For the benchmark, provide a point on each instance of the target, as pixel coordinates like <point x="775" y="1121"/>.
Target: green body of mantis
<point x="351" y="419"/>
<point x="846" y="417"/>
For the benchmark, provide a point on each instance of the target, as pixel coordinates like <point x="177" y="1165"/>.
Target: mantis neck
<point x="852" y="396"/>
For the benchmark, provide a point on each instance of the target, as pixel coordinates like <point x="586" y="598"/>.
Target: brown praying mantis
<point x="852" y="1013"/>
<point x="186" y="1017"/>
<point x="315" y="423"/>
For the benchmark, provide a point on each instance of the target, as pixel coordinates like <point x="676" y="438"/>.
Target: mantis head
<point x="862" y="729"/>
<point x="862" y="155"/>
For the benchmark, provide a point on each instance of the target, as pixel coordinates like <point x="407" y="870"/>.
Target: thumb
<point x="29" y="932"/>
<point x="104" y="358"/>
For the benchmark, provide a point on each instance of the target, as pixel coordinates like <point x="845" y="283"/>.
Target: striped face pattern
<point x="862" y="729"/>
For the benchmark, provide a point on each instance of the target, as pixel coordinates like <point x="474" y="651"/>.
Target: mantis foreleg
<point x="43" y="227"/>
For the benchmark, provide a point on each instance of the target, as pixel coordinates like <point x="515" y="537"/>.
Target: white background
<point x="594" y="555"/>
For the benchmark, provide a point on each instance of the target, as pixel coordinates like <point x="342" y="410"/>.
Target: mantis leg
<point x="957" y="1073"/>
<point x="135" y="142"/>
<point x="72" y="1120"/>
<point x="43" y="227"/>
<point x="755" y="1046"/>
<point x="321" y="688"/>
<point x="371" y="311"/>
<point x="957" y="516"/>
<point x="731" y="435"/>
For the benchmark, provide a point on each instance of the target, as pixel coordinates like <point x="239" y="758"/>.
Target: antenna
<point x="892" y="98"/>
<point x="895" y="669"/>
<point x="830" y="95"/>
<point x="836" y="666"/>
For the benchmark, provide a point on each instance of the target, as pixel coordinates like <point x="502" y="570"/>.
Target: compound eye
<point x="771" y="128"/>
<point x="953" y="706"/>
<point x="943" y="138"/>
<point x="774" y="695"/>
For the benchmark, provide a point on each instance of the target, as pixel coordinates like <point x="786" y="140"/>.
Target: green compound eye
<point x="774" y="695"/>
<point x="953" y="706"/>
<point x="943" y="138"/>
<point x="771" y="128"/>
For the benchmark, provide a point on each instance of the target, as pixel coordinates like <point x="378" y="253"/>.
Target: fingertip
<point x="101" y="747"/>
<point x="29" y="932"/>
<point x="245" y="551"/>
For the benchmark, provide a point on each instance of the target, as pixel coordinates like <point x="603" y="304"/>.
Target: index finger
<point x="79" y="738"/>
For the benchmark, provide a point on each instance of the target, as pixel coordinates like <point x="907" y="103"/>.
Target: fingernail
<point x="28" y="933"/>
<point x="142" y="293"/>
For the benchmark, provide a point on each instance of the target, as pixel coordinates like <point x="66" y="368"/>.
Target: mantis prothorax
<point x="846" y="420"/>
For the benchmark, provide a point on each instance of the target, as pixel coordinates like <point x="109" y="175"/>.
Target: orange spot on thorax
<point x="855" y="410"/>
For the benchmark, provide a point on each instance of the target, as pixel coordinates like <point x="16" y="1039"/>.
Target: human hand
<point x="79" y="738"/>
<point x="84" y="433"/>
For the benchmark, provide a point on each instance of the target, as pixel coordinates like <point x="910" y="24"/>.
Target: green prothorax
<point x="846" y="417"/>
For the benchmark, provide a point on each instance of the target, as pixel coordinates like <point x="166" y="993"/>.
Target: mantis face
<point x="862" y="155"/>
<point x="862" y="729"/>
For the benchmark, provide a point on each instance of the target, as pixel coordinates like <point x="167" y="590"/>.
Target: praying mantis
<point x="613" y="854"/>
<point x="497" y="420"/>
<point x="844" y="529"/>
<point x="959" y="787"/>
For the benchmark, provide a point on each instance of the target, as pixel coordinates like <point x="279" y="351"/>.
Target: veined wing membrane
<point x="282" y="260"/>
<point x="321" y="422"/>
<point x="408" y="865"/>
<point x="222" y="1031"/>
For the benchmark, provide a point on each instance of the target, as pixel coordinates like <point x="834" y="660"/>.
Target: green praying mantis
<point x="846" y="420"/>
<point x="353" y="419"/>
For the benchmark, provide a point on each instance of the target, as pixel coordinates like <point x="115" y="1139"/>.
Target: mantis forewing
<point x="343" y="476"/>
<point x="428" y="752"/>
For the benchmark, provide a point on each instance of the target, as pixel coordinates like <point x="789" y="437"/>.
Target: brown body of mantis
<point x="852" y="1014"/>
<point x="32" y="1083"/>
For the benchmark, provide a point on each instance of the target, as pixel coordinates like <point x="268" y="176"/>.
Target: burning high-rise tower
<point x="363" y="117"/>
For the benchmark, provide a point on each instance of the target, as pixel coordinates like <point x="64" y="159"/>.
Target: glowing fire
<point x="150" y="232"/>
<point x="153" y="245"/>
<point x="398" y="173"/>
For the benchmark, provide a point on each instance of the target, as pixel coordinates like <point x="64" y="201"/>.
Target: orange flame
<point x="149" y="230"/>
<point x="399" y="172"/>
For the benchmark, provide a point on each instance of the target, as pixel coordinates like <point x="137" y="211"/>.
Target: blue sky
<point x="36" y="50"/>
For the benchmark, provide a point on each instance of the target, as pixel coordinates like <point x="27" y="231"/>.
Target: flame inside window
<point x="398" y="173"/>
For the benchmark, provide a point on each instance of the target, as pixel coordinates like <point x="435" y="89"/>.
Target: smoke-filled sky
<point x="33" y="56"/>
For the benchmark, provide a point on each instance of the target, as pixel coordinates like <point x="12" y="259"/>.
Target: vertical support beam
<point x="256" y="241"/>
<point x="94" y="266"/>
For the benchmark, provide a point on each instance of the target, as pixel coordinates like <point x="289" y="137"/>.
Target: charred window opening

----

Exercise details:
Write out the data exactly as it stands.

Output for this task:
For the benchmark, provide a point on each instance of the target, as pixel coordinates like <point x="775" y="1121"/>.
Target: green body of mantis
<point x="351" y="419"/>
<point x="846" y="417"/>
For the benchmark, provide a point on each instance of the target, as pixel coordinates like <point x="177" y="1165"/>.
Target: mantis neck
<point x="852" y="396"/>
For the benchmark, provide a point on each instance of the target, as pixel coordinates like <point x="586" y="598"/>.
Target: brown praying mantis
<point x="852" y="1013"/>
<point x="186" y="1017"/>
<point x="315" y="423"/>
For the benchmark, provide a point on each instance of the target, as pixel coordinates like <point x="676" y="438"/>.
Target: mantis head
<point x="862" y="729"/>
<point x="862" y="155"/>
For the benchmark, provide a point on each instance of the target, as pixel coordinates like <point x="407" y="870"/>.
Target: thumb
<point x="29" y="932"/>
<point x="104" y="358"/>
For the benchmark, provide a point on each instance of the target, as pixel coordinates like <point x="845" y="283"/>.
Target: striped face pattern
<point x="862" y="729"/>
For the benchmark, provide a point on each instance of the target, as pixel coordinates like <point x="474" y="651"/>.
Target: mantis foreleg
<point x="43" y="227"/>
For the benchmark, provide a point on each instance of the target, as pixel coordinates like <point x="515" y="537"/>.
Target: white background
<point x="594" y="555"/>
For the benchmark, provide a point on each instance of the target, as pixel coordinates like <point x="342" y="410"/>.
Target: mantis leg
<point x="957" y="1073"/>
<point x="135" y="142"/>
<point x="72" y="1120"/>
<point x="43" y="227"/>
<point x="755" y="1046"/>
<point x="321" y="688"/>
<point x="371" y="311"/>
<point x="957" y="516"/>
<point x="731" y="435"/>
For the benchmark, provide a point on each instance of the target, as pixel coordinates like <point x="239" y="758"/>.
Target: antenna
<point x="892" y="98"/>
<point x="895" y="669"/>
<point x="830" y="95"/>
<point x="836" y="666"/>
For the benchmark, provide a point on each instance of the target, as pixel coordinates like <point x="502" y="570"/>.
Target: compound eye
<point x="771" y="128"/>
<point x="953" y="706"/>
<point x="943" y="138"/>
<point x="774" y="695"/>
For the benchmark, provide a point on each instance of the target, as pixel coordinates like <point x="786" y="140"/>.
Target: green compound eye
<point x="774" y="695"/>
<point x="953" y="706"/>
<point x="943" y="138"/>
<point x="771" y="128"/>
For the benchmark, provide a point on each instance of the target, as pixel coordinates like <point x="378" y="253"/>.
Target: fingertip
<point x="101" y="747"/>
<point x="29" y="932"/>
<point x="245" y="551"/>
For the benchmark, provide a point on each instance of the target, as pixel coordinates like <point x="603" y="304"/>.
Target: index finger
<point x="79" y="738"/>
For the benchmark, provide a point on each instance of the target, as pixel coordinates like <point x="907" y="103"/>.
Target: fingernail
<point x="28" y="933"/>
<point x="142" y="293"/>
For the benchmark, provide a point on each instance of the target, as pixel coordinates like <point x="66" y="368"/>.
Target: mantis prothorax
<point x="846" y="420"/>
For the benchmark, provide a point on each instance of the target, as pixel coordinates like <point x="109" y="175"/>.
Target: orange spot on thorax
<point x="855" y="410"/>
For the benchmark, provide a point on each instance of the target, as pixel coordinates like <point x="16" y="1039"/>.
Target: human hand
<point x="79" y="738"/>
<point x="84" y="433"/>
For the benchmark, provide a point on each instance of the target, as pixel coordinates like <point x="910" y="24"/>.
Target: green prothorax
<point x="846" y="417"/>
For the benchmark, provide a point on each instance of the target, as pixel coordinates like <point x="166" y="993"/>.
Target: mantis face
<point x="862" y="155"/>
<point x="862" y="729"/>
For the benchmark, provide a point on each instance of the target, as pixel coordinates like <point x="167" y="590"/>.
Target: praying mantis
<point x="613" y="854"/>
<point x="497" y="420"/>
<point x="844" y="529"/>
<point x="959" y="787"/>
For the benchmark, provide a point on each instance of the target, as pixel coordinates like <point x="279" y="351"/>.
Target: veined wing membrane
<point x="282" y="260"/>
<point x="321" y="422"/>
<point x="408" y="865"/>
<point x="222" y="1031"/>
For the benchmark, provide a point on each instance of the target, as pixel coordinates like <point x="834" y="660"/>.
Target: green praying mantis
<point x="846" y="420"/>
<point x="353" y="419"/>
For the benchmark, provide a point on each instance of the target, as pixel coordinates like <point x="115" y="1139"/>.
Target: mantis forewing
<point x="343" y="476"/>
<point x="428" y="752"/>
For the benchmark, provide a point on each instance of the target, as pixel coordinates like <point x="789" y="437"/>.
Target: brown body of mantis
<point x="852" y="1014"/>
<point x="32" y="1083"/>
For the benchmark, provide a point on each instance of the target, as pixel coordinates like <point x="268" y="176"/>.
Target: burning high-rise tower
<point x="363" y="117"/>
For the benchmark, provide a point on each instance of the target, as pixel coordinates like <point x="64" y="159"/>.
Target: glowing fire
<point x="150" y="232"/>
<point x="153" y="245"/>
<point x="398" y="173"/>
For the benchmark, provide a point on each instance of the target, as pixel coordinates like <point x="64" y="201"/>.
Target: orange flame
<point x="149" y="230"/>
<point x="399" y="172"/>
For the benchmark, provide a point on each instance of the target, as pixel coordinates like <point x="137" y="211"/>.
Target: blue sky
<point x="36" y="50"/>
For the benchmark, provide a point on each instance of the target, as pixel coordinates like <point x="27" y="231"/>.
Target: flame inside window
<point x="398" y="173"/>
For the benchmark, provide a point on each instance of the target, as pixel coordinates like <point x="435" y="89"/>.
Target: smoke-filled sky
<point x="33" y="56"/>
For the benchmark, provide a point on each instance of the target, as pixel coordinates like <point x="12" y="259"/>.
Target: vertical support beam
<point x="256" y="241"/>
<point x="94" y="266"/>
For the benchmark, provide a point on each instance of the target, as pixel coordinates like <point x="289" y="137"/>.
Target: charred window opening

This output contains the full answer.